▶ **Problems**
A – In the forum thread on moving to Sydney below, shorten the paragraph that begins "I'm moving to Sydney from the USA" into a brief list of its main points.
B – Answer these questions from the forum thread on moving to Sydney below.
(i) How long does Zynski plan to stay in Sydney?
(ii) Where did James83 stay for 2 weeks?
(iii) What does stateEstate ask Zynski in the first reply?
C – Resume the forum thread on moving to Sydney below, continuing James83's post after its last sentence.

▶ **Excerpt provided**
Thanks for the info.. would you recommend trying to sort out work before my arrival?


----------



## Zynski

James83 said:


> Thanks for the info.. would you recommend trying to sort out work before my arrival?


Hi,

I'm moving to Sydney from the USA Nov 1st and plan to stay for 3 months. I was just curious if you found anywhere good to stay and whether or not you were able to set up a jo before your arrival


----------



## stateEstate

Hi Zynski, do you know the proposed Sydney area where to live?


----------



## stateEstate

Zynski, I hope you would find nice rental on Real Estate, Rental Properties, Properties for rent in Australia - State Estate - easy property solution before your arrival.


----------



## James83

Hi,

I stayed in Bondi for 2 weeks in a hostel.. Which is expensive.. but it's right on the beach.. Saw the City and did done sightseeing..

▶ **Data provided**

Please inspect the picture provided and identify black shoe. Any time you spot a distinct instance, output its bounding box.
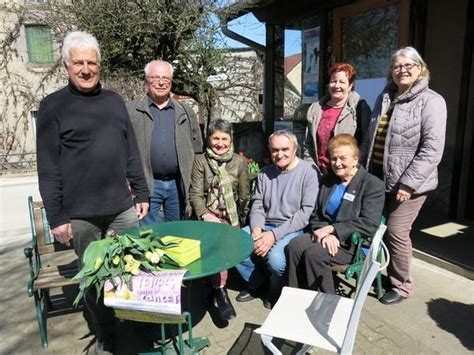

▶ **Results in order**
A –
- Moving to Sydney from the USA on November 1st
- Planning to stay for 3 months
- Asking whether the other poster found a good place to stay
- Asking whether the other poster arranged a job before arriving

B –
(i) 3 months.
(ii) In a hostel in Bondi.
(iii) Which area of Sydney Zynski proposes to live in.

C –
I did find a few apartments.. Plenty on Gumtree..
I've got a farm job now.. but I would return to Sydney to live for sure..
Own bedroom in Eastern suburbs would be around 220-250 a week..


----------



## HanahK

Cheapest hostel to live in would be Balmain Backpackers although it isn't by the beach. But because the cost was so low I had extra money to spend on day trips when I wasn't working. I lived there for 3 months and there are quite a few people living there who work also so they are curteous of others! 
Also check out gumtree for other places to stay short term and for jobs.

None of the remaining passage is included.